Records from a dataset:
--- Begin ---

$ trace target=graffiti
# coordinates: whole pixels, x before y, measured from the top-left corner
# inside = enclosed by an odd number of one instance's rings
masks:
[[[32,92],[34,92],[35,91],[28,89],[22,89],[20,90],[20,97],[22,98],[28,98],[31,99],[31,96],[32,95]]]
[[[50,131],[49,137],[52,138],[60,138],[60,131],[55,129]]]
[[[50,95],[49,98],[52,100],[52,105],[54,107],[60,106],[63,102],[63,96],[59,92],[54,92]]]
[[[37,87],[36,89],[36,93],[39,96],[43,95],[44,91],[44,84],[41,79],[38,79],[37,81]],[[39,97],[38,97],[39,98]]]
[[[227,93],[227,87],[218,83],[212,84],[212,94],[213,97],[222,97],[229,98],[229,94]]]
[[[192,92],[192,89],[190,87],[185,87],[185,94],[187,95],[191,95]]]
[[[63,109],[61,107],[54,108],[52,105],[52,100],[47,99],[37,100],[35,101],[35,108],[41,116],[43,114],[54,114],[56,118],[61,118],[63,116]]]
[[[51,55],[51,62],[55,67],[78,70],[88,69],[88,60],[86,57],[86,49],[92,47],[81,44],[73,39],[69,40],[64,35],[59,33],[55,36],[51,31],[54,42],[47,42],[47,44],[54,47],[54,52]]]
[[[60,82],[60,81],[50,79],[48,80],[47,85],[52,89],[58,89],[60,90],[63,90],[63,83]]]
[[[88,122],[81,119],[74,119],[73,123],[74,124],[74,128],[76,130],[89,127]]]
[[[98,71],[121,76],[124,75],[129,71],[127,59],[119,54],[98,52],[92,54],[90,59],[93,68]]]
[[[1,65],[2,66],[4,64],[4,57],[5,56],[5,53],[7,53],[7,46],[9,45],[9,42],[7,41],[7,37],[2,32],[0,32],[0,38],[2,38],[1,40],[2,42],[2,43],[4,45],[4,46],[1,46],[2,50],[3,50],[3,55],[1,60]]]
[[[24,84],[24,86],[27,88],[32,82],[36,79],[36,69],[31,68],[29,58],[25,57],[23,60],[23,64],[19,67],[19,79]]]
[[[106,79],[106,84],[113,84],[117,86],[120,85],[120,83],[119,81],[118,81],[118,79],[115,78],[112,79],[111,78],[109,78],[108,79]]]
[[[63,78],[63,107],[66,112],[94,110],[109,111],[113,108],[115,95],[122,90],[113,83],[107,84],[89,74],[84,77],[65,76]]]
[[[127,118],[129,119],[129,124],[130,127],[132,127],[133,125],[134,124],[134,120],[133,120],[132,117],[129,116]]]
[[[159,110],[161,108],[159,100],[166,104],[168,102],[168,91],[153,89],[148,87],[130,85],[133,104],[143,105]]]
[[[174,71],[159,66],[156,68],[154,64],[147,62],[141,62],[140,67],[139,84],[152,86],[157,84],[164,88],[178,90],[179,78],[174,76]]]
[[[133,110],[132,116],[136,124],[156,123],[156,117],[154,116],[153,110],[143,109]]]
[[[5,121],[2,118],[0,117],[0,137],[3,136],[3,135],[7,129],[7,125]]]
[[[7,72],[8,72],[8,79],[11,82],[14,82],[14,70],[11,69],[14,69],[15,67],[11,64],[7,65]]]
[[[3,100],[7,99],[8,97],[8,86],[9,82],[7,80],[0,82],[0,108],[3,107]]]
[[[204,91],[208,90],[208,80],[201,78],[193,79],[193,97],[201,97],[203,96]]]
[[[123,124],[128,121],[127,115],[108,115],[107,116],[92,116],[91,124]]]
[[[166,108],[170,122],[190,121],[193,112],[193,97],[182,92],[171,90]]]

--- End ---

**EXERCISE BRIEF:**
Without leaving anything out, quote all the data.

**THE COMPLETED TASK:**
$ trace target=graffiti
# coordinates: whole pixels, x before y, measured from the top-left corner
# inside = enclosed by an odd number of one instance's rings
masks:
[[[32,92],[34,92],[35,91],[28,89],[22,89],[20,90],[20,97],[22,98],[28,98],[31,99],[31,96],[32,95]]]
[[[50,131],[49,137],[52,138],[60,138],[60,131],[55,129]]]
[[[50,95],[49,98],[52,100],[52,105],[54,107],[60,106],[63,102],[63,96],[59,92],[54,92]]]
[[[37,87],[36,89],[36,93],[39,96],[43,95],[44,91],[44,84],[41,79],[38,79],[37,81]],[[39,97],[38,97],[39,98]]]
[[[227,93],[227,87],[218,83],[212,84],[212,94],[213,97],[222,97],[229,98],[229,94]]]
[[[192,92],[192,89],[190,87],[185,87],[185,94],[187,95],[191,95]]]
[[[63,109],[61,107],[54,108],[52,105],[52,100],[47,99],[37,100],[35,101],[35,108],[41,116],[43,114],[54,114],[56,118],[61,118],[63,116]]]
[[[51,55],[51,62],[55,67],[78,70],[88,69],[88,60],[86,57],[86,49],[92,47],[81,44],[73,39],[69,40],[64,35],[59,33],[55,36],[51,31],[54,42],[47,42],[47,44],[54,47],[54,52]]]
[[[60,82],[60,81],[50,79],[48,80],[47,85],[52,89],[58,89],[60,90],[63,90],[63,83]]]
[[[88,122],[81,119],[74,119],[73,123],[74,124],[74,128],[76,130],[89,127]]]
[[[98,71],[121,76],[124,75],[129,71],[127,59],[119,54],[98,52],[92,54],[90,59],[93,68]]]
[[[1,65],[2,66],[4,64],[4,57],[5,56],[5,53],[7,53],[7,46],[9,45],[9,42],[7,41],[7,37],[2,32],[0,32],[0,38],[2,38],[1,40],[2,42],[2,43],[4,45],[4,46],[1,46],[2,50],[3,50],[3,55],[1,60]]]
[[[24,84],[24,86],[27,88],[32,82],[36,79],[36,69],[31,68],[29,58],[25,57],[23,60],[23,64],[19,67],[19,79]]]
[[[106,79],[106,84],[113,84],[117,86],[120,85],[120,83],[119,81],[118,81],[118,79],[115,78],[112,79],[111,78],[109,78],[108,79]]]
[[[63,78],[63,107],[66,112],[94,110],[109,111],[113,108],[115,95],[122,90],[113,83],[107,84],[89,74],[84,77],[65,76]]]
[[[127,118],[129,119],[129,124],[130,127],[132,127],[133,125],[134,124],[134,120],[133,120],[132,117],[129,116]]]
[[[159,110],[161,108],[159,100],[166,104],[168,102],[168,91],[153,89],[148,87],[130,85],[133,104],[143,105]]]
[[[174,71],[159,66],[156,68],[154,64],[147,62],[141,62],[140,67],[139,84],[152,86],[157,84],[164,88],[178,90],[179,78],[174,76]]]
[[[133,110],[132,116],[136,124],[156,123],[156,117],[154,116],[153,110],[143,109]]]
[[[5,121],[2,118],[0,117],[0,137],[3,136],[3,135],[7,129],[7,125]]]
[[[7,72],[8,72],[8,79],[11,82],[14,82],[14,70],[11,69],[14,69],[15,67],[11,64],[7,65]]]
[[[3,100],[7,99],[8,97],[8,86],[9,82],[7,80],[0,82],[0,108],[3,107]]]
[[[204,91],[208,90],[208,80],[201,78],[193,79],[193,97],[201,97],[203,96]]]
[[[123,124],[128,121],[127,115],[108,115],[107,116],[92,116],[91,124]]]
[[[166,108],[170,122],[190,121],[193,112],[193,97],[182,92],[171,90]]]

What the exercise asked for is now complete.